YOUR INSTRUCTIONS: Rewrite the material from its start through the line that contains "[[131, 354], [129, 322]]", requests included, multiplying only the coordinates in the answers by 1.7 and rounding each to a whole number, with halves rounded up. Leave the pictures out.

Stored dataset items:

□ □ □

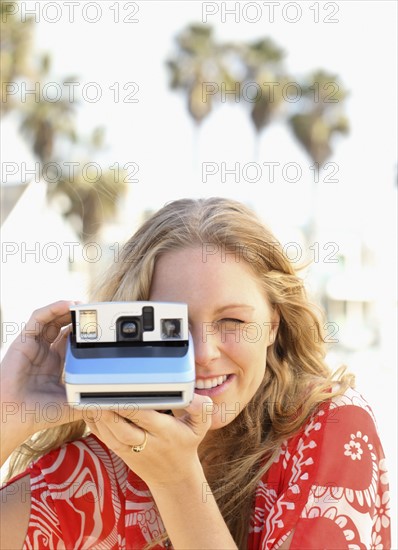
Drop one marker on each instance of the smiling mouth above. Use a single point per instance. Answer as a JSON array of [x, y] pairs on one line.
[[210, 383]]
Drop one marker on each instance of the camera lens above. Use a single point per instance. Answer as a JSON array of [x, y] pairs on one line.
[[129, 329]]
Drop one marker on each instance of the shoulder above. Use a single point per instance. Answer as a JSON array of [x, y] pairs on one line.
[[341, 433], [75, 491], [82, 468], [329, 481], [14, 512]]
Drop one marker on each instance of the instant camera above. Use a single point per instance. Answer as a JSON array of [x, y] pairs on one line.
[[130, 353]]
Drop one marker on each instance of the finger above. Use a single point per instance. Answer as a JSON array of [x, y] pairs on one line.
[[199, 412], [147, 419], [59, 344], [54, 315], [118, 434]]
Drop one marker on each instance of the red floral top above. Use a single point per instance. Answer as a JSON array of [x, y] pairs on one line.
[[328, 485]]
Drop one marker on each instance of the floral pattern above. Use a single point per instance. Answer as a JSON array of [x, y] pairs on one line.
[[327, 488]]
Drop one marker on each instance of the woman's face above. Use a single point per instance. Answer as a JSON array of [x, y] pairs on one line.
[[231, 322]]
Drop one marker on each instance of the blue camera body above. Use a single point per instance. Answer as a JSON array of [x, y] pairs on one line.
[[137, 354]]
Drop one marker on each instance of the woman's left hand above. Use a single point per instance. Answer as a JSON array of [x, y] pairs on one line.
[[171, 443]]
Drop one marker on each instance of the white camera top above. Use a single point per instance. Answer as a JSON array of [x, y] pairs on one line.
[[131, 354], [129, 322]]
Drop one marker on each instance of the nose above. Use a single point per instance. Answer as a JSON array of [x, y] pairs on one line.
[[205, 343]]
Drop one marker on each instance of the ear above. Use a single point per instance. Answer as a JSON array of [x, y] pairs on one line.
[[275, 320]]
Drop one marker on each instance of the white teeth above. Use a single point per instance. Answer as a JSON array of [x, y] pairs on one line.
[[210, 382]]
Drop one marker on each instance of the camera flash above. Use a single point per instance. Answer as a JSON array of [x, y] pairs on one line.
[[171, 328], [129, 328], [88, 324]]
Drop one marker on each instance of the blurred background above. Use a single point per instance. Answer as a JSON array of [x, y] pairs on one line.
[[111, 109]]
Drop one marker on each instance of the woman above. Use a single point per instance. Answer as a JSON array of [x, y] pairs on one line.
[[273, 451]]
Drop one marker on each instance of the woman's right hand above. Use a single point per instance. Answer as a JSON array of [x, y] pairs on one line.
[[32, 391]]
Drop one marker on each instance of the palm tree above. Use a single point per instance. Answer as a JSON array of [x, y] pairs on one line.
[[265, 76], [50, 129], [322, 116], [199, 62], [256, 69]]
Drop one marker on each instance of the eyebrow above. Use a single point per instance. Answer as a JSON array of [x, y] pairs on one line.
[[234, 306]]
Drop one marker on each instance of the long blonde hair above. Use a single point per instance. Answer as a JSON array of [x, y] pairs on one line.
[[296, 378]]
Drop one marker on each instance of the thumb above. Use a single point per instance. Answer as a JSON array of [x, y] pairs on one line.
[[199, 413]]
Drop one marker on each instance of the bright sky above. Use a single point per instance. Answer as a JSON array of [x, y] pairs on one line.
[[355, 39]]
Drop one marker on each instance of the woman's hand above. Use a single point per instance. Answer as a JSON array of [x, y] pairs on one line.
[[171, 443], [32, 392], [170, 466]]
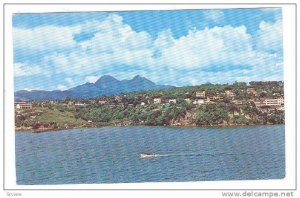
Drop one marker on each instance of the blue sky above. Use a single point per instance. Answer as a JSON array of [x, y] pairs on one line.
[[183, 47]]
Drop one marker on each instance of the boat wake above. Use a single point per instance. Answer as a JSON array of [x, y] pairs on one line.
[[154, 155]]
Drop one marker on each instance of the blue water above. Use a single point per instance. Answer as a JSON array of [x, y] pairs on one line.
[[112, 155]]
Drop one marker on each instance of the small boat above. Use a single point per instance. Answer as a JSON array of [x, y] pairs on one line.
[[148, 155]]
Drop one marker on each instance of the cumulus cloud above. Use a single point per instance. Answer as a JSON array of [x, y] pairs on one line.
[[218, 53], [91, 79], [45, 38], [214, 15], [61, 87], [269, 37], [24, 69]]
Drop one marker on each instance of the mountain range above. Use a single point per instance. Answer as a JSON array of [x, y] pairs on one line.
[[104, 86]]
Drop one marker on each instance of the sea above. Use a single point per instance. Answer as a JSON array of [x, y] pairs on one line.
[[112, 155]]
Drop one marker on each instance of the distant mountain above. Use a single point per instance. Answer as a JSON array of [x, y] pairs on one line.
[[104, 86]]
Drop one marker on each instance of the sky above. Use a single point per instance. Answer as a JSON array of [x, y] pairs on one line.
[[57, 51]]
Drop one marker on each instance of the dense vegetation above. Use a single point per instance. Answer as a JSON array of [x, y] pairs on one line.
[[123, 110]]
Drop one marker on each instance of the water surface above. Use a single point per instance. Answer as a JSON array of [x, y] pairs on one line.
[[112, 155]]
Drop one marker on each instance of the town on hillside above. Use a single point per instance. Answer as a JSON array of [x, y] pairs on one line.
[[204, 105]]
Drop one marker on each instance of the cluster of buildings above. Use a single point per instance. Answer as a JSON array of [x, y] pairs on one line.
[[202, 98], [23, 105], [197, 98]]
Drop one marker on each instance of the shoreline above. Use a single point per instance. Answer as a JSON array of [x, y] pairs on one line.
[[29, 129]]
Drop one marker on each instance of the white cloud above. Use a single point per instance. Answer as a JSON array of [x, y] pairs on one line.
[[91, 79], [61, 87], [269, 37], [45, 38], [115, 46], [214, 15], [24, 69], [69, 80]]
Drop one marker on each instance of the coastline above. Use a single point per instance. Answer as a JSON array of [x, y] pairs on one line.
[[42, 130]]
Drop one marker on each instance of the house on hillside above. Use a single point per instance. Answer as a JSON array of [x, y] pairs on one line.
[[23, 105], [229, 93], [274, 102], [251, 90], [200, 94], [172, 101], [198, 102], [157, 100]]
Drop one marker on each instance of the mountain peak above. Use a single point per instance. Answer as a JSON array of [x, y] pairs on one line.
[[106, 79]]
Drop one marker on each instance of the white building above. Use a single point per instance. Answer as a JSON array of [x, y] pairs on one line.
[[188, 100], [157, 100], [198, 102], [172, 101], [274, 102], [200, 94]]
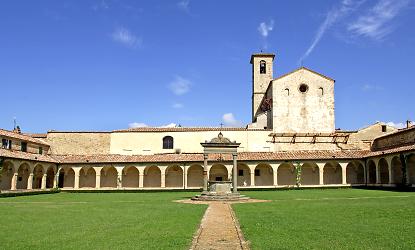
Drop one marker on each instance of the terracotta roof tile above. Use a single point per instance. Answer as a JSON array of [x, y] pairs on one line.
[[186, 129], [251, 156], [6, 153], [392, 150], [22, 137]]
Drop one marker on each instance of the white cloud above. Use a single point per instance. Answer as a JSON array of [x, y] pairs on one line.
[[180, 85], [371, 87], [346, 7], [396, 125], [126, 38], [137, 125], [177, 105], [170, 125], [264, 28], [375, 23], [101, 5], [230, 120], [184, 5]]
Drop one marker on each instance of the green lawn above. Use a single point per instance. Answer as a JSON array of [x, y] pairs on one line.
[[98, 221], [329, 219]]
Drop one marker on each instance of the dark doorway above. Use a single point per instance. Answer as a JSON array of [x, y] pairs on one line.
[[61, 180]]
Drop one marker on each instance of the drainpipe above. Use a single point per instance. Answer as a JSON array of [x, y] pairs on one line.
[[366, 172]]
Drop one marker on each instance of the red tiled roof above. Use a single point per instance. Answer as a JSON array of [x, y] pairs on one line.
[[188, 129], [22, 137], [37, 135], [6, 153], [396, 132], [246, 156], [392, 150]]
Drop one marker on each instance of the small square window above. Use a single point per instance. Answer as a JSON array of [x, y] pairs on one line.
[[6, 143], [23, 146]]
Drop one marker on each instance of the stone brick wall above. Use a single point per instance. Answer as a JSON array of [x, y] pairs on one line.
[[363, 138], [260, 81], [31, 147], [79, 142], [401, 138], [303, 112]]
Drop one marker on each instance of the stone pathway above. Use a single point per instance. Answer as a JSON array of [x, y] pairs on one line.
[[219, 229]]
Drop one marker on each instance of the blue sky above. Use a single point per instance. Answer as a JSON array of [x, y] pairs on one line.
[[107, 64]]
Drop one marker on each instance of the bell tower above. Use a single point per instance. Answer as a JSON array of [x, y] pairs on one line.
[[261, 77]]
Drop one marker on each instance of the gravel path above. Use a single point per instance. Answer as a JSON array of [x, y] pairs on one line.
[[219, 229]]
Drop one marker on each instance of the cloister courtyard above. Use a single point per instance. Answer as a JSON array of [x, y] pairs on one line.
[[292, 219], [385, 171]]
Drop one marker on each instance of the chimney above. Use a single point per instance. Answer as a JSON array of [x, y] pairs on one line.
[[17, 130]]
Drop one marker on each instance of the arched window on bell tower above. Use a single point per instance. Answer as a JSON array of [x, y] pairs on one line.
[[262, 67]]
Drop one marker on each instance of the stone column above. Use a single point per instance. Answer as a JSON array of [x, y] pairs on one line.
[[390, 170], [30, 181], [344, 172], [44, 181], [405, 162], [97, 176], [76, 182], [141, 178], [364, 173], [205, 180], [98, 180], [235, 174], [55, 179], [14, 182], [252, 173], [321, 173], [275, 174], [377, 173], [184, 177], [163, 180], [163, 176]]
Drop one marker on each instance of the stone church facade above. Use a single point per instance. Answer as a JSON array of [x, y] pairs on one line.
[[293, 127]]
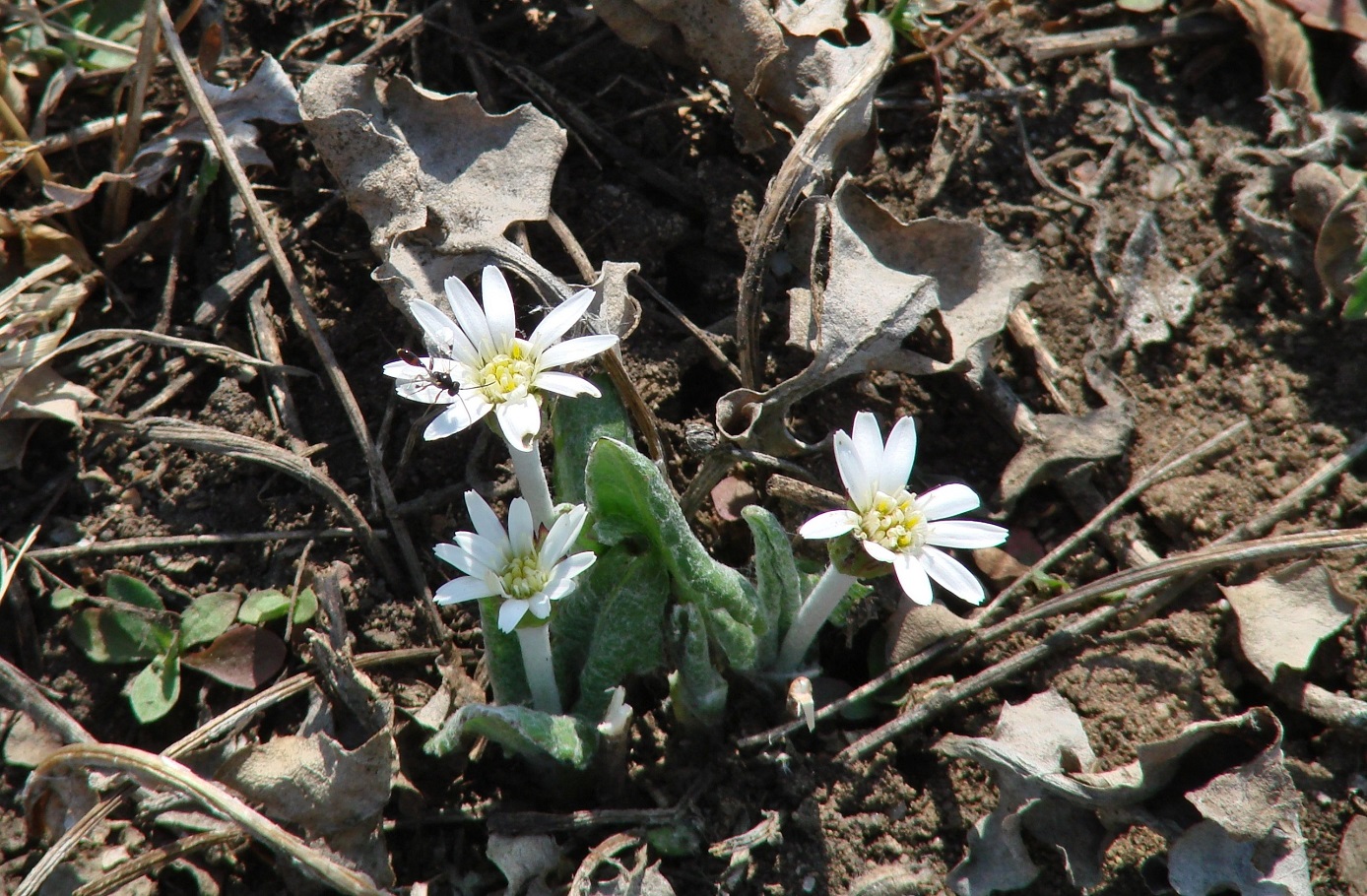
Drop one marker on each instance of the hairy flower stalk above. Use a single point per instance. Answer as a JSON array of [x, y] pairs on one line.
[[479, 365], [894, 526], [525, 574]]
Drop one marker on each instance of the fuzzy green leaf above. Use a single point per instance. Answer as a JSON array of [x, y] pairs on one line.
[[522, 731], [627, 634], [630, 501], [775, 577], [270, 604], [208, 616], [503, 655], [697, 688], [130, 590], [66, 599], [577, 422], [118, 635], [155, 690]]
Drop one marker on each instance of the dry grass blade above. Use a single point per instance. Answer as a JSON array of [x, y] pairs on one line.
[[165, 772], [307, 321], [800, 169]]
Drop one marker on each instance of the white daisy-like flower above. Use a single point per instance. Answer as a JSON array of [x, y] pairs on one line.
[[510, 563], [897, 526], [482, 365]]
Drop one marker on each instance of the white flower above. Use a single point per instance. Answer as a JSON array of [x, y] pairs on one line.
[[482, 363], [511, 564], [897, 526]]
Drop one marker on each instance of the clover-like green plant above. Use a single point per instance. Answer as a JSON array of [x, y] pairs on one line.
[[130, 623]]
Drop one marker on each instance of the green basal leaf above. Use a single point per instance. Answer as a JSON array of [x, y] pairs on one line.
[[577, 422], [66, 599], [775, 577], [630, 501], [629, 635], [130, 590], [116, 635], [268, 606], [697, 688], [208, 616], [503, 653], [522, 731], [155, 690]]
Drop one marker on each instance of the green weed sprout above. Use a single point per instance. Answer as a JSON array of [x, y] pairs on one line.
[[131, 624]]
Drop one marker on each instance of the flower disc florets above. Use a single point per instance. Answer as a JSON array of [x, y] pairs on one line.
[[528, 574], [479, 363], [897, 526]]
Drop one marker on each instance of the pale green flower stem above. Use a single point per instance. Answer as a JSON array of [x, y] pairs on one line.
[[531, 480], [540, 671], [813, 614]]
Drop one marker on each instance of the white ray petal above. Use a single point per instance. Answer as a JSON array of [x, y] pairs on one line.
[[469, 316], [898, 457], [912, 577], [497, 306], [964, 533], [857, 479], [947, 500], [953, 575], [559, 320], [462, 589], [577, 349], [828, 525]]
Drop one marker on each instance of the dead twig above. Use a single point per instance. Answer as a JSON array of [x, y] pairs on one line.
[[309, 323], [1071, 635], [1188, 28]]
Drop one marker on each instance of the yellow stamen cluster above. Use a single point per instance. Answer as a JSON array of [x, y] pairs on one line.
[[894, 522], [507, 374], [524, 577]]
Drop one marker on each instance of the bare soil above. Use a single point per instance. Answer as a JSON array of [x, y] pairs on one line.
[[1260, 345]]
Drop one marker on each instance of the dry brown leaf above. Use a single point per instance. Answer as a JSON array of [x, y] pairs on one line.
[[436, 178], [1286, 614], [1281, 44], [881, 279], [1333, 15]]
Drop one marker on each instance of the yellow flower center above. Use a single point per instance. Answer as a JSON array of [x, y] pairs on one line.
[[524, 577], [507, 376], [893, 521]]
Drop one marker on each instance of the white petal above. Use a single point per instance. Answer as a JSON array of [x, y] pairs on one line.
[[462, 589], [563, 532], [487, 522], [497, 306], [564, 384], [559, 320], [828, 525], [912, 577], [953, 575], [521, 529], [577, 349], [457, 416], [520, 420], [947, 500], [469, 316], [869, 444], [472, 553], [510, 613], [856, 477], [898, 457], [540, 606], [964, 533], [879, 552]]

□ □ □

SOLUTION FOR THIS PROBLEM:
Drop one marker on each instance of the smiling mouth above. Use a single point per instance. Answer as a JSON array of [x, y] pairs on one line.
[[357, 651]]
Drop one marker on each instance of the camera lens above. Use a single point per instance. Answer as a JSON array of [x, y] pairs on one line.
[[219, 559]]
Drop one marker on each instance of the shoulder above. Use a single point per instance. Answer as a JSON array of [x, y] pairs on one line.
[[580, 736], [128, 835], [139, 796], [559, 818], [24, 870]]
Drop one marker on each instance of the instant camera above. Use a single point per instance. Answer as a JSON array of [x, y] pairs on one line.
[[221, 600]]
Drop one marker on each instance of the finger above. Use a single point per instance. Answer as a JSON array of [x, y] pairs on one line.
[[338, 700], [250, 712], [100, 585], [92, 536], [201, 738]]
Drop one marker on each instance of the red floral top above. Use a single point per instance. Answer as a JSON array of [x, y] pairs on one line.
[[558, 825]]
Drop one marker on each instance of the floral pattern above. Use a single point per instance. Answer as a JSON array of [x, y] pairs on one line.
[[556, 830]]
Drop one marker on each instance of the woman's face above. Use a single point per instance. Answer as a JSON array of [x, y] pairs on one line.
[[393, 547]]
Drop one marker on each instance of the blue camera body above. Use a single point per instance. Answer as a JSON array of [x, y] pairs on one line.
[[233, 602]]
Drop one marker on each instance of the woman's left hand above. Use a single point per instance. Answer as a JSON array of [x, y] pairs on one line.
[[291, 753]]
Drop one marker on each instance of the white camera top above. Use a single point per instance. Answer as a JSON array of [x, y] pairs on one line.
[[223, 602], [219, 547]]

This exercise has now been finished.